■ DOCUMENT PASSAGE ■
━━━━━━━━━━

In our undergraduate second year module Public History Project, we were given the exciting opportunity to work with the Kresen Kernow archive of Cornwall to complete a project which helped us to develop our understanding of historical events and diversified our skills as historians. Our task was to transcribe fifty letters from the archive’s collection on First Marquis, Charles Cornwallis, from his time as the Governor General of India in the late eighteenth century. The project taught us both practical skills through our analysis of Cornwallis’ letters to his son, Charles Brome, and a better understanding of what contributes, affects and moulds Public History itself.

━━━━━━━━━━

(Natural-language object grounding data)
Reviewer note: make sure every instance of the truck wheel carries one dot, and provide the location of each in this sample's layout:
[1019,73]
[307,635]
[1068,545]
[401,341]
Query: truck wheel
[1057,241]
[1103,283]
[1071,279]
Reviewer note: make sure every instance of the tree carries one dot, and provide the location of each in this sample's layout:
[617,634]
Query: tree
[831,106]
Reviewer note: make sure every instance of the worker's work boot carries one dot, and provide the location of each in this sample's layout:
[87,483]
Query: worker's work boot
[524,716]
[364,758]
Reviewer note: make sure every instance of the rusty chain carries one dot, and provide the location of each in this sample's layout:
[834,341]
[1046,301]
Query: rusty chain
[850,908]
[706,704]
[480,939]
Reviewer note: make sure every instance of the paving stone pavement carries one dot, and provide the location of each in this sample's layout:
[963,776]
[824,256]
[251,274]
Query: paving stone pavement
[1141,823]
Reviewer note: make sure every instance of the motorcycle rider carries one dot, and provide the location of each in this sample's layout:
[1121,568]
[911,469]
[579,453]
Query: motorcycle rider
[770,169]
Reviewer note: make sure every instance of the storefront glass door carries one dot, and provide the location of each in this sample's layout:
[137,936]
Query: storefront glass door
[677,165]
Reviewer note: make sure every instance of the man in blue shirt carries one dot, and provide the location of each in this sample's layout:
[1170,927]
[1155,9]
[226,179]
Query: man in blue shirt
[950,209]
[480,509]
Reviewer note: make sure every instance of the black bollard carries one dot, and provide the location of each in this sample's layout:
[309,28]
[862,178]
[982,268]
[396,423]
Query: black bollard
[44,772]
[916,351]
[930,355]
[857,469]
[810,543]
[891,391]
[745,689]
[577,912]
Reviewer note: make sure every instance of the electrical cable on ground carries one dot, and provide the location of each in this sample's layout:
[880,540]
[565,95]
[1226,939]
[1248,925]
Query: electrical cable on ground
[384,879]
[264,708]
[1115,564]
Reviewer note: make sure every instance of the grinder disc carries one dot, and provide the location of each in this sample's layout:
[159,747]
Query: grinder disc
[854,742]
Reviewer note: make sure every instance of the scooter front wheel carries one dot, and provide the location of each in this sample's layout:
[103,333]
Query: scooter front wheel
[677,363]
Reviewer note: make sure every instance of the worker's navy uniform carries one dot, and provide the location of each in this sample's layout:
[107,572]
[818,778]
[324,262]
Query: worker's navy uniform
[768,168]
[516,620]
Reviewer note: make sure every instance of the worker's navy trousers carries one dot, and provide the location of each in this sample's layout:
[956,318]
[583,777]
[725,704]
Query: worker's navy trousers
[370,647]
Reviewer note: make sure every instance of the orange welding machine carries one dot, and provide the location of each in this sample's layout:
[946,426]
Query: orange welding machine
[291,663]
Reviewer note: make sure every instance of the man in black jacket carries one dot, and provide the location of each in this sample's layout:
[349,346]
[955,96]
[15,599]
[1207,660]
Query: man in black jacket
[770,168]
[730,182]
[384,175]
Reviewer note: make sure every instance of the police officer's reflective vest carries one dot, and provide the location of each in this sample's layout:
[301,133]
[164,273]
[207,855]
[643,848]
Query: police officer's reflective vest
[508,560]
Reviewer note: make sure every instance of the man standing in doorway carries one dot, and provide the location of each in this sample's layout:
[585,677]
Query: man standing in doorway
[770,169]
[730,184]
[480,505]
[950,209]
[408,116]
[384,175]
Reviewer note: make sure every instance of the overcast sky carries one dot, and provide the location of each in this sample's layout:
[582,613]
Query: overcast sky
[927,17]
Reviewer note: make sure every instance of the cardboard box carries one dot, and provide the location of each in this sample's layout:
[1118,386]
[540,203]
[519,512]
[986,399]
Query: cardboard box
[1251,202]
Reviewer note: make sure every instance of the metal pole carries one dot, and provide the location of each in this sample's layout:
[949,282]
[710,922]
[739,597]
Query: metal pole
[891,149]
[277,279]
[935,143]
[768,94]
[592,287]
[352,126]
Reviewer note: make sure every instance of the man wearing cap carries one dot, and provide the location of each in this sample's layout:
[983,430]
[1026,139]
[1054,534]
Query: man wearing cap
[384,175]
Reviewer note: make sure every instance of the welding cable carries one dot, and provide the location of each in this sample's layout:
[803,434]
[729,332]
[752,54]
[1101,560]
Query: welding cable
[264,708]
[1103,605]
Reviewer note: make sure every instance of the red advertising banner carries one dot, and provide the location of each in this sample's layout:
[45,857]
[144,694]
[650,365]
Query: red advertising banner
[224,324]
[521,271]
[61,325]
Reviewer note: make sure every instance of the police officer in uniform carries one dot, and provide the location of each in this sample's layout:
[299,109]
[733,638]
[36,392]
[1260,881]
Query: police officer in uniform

━━━━━━━━━━

■ EXERCISE BRIEF ■
Extend the passage about the student project transcribing Charles Cornwallis's letters, picking up right after its last sentence.

■ RESPONSE AREA ■
The core goal of the project was to transcribe and digitise Kresen Kernow’s physical documents. Through this, we learnt much about the key role that digitisation plays in preserving history. Digitalisation allows for sources to survive tests of time because digital documents are not affected by decomposition or fading and do not require the same scale of physical infrastructure for preservation. Even though digital documents do not give the same feeling of ‘connecting with the past’ that original sources do, by preserving their content, accuracy as well as reliability of historical memory can be ensured. The digitalisation of physical sources also increases their accessibility; in a society which relies more heavily upon the internet, having these documents present online allows for wider audience engagement to utilise Kresen Kernow’s collections. What is particularly admirable is that there is no paywall to limit access to their information so anyone can access Cornish history.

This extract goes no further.